▶ **TASK INSTRUCTIONS**
Reproduce the following lines word for word, changing nothing.

▶ **THE INPUT**

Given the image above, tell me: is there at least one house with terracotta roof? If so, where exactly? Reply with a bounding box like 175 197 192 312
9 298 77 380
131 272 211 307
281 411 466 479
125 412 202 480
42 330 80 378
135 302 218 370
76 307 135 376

▶ **TASK ANSWER**
Given the image above, tell me: is there at least one house with terracotta roof? If so, where exactly? Reply with a bounding box like 175 197 192 312
9 298 77 380
131 272 211 307
281 411 466 479
125 412 202 480
42 330 80 378
135 302 218 370
76 307 135 376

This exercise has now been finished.